#### [Work to be completed]
Write each line word for word, from the line that contains "[point] every instance of the tall" through the last line of the material below.

#### [Information given]
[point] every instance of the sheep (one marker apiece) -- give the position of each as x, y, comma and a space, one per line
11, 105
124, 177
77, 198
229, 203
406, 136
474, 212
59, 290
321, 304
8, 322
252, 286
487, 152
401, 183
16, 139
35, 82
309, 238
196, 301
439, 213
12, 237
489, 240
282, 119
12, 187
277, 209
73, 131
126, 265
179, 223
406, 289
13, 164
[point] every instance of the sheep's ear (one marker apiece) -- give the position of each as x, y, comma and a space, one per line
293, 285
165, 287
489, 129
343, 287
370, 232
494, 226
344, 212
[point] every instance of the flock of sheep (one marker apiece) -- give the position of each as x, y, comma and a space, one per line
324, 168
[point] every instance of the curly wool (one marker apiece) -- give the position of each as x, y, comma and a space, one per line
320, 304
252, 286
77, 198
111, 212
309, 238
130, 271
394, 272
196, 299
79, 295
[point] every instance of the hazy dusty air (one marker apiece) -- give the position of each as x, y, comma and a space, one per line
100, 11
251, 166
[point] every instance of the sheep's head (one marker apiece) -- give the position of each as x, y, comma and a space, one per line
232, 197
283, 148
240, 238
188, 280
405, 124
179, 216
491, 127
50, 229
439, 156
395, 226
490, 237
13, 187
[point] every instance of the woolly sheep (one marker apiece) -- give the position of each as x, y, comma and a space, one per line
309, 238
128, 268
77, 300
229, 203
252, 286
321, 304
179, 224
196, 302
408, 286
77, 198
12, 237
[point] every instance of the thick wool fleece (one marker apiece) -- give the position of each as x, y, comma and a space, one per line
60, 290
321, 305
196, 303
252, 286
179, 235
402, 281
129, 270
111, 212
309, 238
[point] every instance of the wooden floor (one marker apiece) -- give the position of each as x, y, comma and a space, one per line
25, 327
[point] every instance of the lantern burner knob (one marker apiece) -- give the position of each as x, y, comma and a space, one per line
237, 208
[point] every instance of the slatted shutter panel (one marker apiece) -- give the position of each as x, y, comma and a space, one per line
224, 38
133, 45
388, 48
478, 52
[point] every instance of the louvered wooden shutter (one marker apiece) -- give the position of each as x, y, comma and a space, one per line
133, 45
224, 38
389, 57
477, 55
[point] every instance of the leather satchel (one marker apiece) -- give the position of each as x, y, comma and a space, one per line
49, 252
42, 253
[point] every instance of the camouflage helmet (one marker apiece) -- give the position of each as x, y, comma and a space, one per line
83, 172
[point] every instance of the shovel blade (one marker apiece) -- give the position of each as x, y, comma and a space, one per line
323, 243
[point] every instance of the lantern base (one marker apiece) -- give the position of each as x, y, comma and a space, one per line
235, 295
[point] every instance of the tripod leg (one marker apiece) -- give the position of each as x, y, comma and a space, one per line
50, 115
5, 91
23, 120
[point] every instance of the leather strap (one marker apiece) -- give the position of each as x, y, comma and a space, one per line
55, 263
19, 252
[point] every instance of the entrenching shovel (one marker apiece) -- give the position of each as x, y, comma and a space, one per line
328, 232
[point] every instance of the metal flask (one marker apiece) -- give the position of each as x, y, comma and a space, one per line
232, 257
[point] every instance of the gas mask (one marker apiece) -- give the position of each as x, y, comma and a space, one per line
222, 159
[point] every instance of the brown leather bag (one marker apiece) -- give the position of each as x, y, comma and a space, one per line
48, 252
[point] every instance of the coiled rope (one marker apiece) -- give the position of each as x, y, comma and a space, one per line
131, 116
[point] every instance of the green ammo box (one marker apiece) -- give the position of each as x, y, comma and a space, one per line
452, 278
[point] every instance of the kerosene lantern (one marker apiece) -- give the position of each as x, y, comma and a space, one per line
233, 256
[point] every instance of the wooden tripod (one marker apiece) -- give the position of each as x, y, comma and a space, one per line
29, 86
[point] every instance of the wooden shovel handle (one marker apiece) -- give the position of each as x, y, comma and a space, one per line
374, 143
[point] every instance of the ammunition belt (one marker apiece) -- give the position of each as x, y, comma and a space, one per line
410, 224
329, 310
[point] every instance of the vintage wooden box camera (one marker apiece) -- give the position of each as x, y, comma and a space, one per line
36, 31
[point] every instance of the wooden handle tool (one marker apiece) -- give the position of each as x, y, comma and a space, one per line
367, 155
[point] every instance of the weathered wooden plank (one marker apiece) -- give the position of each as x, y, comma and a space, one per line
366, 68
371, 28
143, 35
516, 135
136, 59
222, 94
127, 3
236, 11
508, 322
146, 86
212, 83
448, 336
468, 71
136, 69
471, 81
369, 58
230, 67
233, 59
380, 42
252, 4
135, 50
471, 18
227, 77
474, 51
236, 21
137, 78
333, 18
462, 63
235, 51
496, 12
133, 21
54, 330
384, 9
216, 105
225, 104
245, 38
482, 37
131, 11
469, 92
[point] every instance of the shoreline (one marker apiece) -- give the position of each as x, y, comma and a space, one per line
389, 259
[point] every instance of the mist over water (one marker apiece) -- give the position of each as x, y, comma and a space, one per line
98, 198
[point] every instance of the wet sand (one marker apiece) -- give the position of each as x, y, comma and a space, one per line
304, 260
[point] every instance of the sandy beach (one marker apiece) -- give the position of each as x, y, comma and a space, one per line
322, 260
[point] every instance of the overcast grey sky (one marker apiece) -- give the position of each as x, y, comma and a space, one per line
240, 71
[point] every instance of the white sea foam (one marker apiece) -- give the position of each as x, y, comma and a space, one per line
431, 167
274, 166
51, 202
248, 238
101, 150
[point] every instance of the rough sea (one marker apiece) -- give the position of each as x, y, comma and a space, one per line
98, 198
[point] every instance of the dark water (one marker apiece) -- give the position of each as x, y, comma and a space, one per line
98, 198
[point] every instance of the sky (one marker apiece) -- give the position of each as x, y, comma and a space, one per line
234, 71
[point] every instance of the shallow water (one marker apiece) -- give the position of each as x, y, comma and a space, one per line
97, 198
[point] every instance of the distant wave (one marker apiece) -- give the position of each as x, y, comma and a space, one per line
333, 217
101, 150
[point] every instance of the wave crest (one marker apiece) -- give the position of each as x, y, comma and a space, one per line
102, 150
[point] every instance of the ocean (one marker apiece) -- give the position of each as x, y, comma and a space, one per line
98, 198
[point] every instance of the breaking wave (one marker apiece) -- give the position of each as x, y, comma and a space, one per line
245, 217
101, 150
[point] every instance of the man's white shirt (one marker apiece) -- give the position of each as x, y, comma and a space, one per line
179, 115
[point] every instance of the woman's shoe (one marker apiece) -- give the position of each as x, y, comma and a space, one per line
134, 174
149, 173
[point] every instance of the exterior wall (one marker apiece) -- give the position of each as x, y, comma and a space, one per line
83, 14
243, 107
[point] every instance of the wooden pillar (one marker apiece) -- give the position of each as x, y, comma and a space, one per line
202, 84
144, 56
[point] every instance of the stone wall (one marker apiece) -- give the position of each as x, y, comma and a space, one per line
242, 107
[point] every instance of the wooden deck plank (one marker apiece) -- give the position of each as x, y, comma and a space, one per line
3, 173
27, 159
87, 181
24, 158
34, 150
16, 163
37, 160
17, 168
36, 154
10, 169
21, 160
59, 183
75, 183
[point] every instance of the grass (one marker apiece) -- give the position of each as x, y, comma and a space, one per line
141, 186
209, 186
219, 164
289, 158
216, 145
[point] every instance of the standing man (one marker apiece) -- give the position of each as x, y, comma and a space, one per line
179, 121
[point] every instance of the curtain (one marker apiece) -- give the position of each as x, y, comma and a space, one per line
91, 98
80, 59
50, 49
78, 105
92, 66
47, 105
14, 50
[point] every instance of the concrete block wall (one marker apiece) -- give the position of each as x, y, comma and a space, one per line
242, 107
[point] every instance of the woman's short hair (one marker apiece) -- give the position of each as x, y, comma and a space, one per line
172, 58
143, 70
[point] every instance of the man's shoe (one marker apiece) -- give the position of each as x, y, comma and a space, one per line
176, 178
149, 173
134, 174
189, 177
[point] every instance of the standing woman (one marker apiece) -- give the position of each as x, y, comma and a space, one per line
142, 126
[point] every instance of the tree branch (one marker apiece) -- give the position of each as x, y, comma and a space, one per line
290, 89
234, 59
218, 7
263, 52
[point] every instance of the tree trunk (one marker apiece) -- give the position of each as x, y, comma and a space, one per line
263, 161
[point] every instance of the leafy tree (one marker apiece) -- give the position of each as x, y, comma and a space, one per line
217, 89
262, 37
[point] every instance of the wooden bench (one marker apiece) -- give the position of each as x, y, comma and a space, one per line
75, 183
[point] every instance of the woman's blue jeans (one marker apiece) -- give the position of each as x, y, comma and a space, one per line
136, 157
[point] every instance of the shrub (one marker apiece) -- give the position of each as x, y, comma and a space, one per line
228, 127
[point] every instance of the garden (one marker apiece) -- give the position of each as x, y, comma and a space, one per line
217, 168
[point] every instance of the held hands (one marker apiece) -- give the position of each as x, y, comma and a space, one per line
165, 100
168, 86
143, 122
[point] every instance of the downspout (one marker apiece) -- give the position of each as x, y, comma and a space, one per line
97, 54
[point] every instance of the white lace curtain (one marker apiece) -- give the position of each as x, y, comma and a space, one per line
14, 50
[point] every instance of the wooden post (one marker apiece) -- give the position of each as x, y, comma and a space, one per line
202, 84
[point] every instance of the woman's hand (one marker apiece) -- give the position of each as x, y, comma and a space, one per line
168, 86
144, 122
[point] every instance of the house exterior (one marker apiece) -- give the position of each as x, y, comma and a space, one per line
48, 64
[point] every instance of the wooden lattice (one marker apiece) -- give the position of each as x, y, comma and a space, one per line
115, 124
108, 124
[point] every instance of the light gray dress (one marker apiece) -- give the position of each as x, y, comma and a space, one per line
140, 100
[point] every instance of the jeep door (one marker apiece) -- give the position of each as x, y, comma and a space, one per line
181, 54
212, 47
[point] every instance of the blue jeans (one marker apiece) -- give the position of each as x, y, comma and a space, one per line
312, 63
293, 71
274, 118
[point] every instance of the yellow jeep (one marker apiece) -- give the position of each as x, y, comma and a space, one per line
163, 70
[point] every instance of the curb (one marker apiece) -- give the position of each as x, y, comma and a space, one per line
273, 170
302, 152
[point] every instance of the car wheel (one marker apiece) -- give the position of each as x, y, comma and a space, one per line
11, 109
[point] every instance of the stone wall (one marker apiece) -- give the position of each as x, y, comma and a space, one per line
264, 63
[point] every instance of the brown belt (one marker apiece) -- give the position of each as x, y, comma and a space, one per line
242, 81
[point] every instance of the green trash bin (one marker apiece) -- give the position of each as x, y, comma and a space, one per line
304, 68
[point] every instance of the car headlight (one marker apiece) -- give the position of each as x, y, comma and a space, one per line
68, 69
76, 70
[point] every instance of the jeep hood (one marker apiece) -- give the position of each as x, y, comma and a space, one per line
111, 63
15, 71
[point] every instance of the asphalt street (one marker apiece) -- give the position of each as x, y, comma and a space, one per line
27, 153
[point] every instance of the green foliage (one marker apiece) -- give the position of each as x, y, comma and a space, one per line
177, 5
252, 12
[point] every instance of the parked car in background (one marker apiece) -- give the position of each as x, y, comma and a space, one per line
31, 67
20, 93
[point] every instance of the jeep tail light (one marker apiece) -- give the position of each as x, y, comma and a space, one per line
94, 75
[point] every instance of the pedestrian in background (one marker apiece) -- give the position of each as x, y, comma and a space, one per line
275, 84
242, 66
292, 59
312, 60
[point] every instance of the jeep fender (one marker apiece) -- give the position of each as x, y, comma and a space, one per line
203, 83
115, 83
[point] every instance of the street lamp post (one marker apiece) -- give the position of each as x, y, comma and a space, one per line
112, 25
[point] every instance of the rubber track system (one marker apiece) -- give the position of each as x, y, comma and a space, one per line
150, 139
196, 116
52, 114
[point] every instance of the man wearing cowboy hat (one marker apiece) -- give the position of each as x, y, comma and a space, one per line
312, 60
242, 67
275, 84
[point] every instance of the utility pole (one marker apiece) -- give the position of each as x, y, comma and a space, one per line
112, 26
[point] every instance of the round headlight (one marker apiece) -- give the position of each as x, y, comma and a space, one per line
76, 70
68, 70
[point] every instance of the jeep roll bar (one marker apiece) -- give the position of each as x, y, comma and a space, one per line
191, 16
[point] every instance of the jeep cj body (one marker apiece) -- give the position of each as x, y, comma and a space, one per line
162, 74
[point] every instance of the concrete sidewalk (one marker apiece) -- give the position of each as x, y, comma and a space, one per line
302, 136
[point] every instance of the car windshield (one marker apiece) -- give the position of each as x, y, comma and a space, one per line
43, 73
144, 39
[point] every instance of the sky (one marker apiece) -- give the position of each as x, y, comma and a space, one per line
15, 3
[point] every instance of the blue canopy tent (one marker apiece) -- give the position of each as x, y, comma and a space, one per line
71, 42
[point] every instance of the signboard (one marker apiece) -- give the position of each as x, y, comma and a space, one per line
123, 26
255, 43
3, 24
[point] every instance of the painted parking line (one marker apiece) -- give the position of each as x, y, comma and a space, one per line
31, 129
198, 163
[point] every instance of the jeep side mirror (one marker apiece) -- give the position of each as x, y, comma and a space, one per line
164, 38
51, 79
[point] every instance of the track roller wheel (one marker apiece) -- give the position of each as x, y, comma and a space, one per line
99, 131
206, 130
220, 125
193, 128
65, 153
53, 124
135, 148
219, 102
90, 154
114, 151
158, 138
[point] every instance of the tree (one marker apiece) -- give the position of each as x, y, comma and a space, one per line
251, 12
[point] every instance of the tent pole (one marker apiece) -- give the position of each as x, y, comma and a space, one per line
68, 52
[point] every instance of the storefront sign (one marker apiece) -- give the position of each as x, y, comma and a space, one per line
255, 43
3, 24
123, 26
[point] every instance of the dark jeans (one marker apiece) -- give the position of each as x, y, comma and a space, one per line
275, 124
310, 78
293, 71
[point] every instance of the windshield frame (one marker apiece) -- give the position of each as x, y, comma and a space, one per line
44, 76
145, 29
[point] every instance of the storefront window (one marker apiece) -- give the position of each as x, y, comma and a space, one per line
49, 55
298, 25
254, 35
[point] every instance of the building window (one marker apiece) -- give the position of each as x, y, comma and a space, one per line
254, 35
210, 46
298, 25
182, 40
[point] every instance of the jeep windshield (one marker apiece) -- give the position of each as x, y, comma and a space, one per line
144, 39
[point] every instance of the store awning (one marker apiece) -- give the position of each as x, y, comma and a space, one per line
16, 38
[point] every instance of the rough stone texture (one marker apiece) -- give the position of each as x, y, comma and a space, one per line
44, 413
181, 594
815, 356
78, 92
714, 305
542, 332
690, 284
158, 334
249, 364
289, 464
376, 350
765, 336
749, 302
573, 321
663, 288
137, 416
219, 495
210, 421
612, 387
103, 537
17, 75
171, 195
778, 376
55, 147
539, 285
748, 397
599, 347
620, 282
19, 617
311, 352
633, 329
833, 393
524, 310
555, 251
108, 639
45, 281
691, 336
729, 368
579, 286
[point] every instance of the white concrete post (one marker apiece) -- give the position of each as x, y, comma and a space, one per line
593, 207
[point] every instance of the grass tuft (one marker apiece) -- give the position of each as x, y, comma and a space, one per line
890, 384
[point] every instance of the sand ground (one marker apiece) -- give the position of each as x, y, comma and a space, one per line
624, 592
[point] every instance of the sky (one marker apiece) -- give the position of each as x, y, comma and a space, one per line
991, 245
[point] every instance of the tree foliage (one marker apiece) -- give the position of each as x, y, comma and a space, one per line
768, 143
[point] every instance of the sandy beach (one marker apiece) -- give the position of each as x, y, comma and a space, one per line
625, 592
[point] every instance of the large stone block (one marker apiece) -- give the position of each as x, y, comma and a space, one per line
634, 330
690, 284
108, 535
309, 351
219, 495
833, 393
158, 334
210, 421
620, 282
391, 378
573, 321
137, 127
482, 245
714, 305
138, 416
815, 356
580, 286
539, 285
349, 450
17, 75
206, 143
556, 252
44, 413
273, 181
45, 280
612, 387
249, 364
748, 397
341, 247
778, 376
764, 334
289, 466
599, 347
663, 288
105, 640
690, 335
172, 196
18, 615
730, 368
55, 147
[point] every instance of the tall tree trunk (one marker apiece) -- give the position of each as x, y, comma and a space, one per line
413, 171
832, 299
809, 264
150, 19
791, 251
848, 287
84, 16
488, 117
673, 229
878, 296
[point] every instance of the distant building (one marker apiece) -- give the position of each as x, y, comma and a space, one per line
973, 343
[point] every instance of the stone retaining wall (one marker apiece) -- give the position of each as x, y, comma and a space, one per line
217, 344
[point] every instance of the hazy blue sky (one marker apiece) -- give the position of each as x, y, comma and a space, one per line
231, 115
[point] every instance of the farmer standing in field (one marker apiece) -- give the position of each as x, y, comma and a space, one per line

#### [Answer below]
[point] every instance of the tall tree trunk (one marker apiece) -- give the position of each as x, y, comma and a space, one per line
413, 171
832, 299
809, 264
150, 19
791, 251
848, 287
84, 16
488, 117
673, 229
878, 296
[point] every instance of the distant building (one marker apiece) -- give the position of each as x, y, comma and a space, one per line
973, 343
[point] every instance of the stone retaining wall (one marker apiece) -- give the position of each as x, y, comma and a space, one per line
217, 344
[point] every instance of the hazy blue sky (one marker apiece) -- give the position of each as x, y, comma and a space, one per line
231, 115
[point] every instance of the farmer standing in field (one marker apiece) -- give the position of each as x, y, comma and a space, one per line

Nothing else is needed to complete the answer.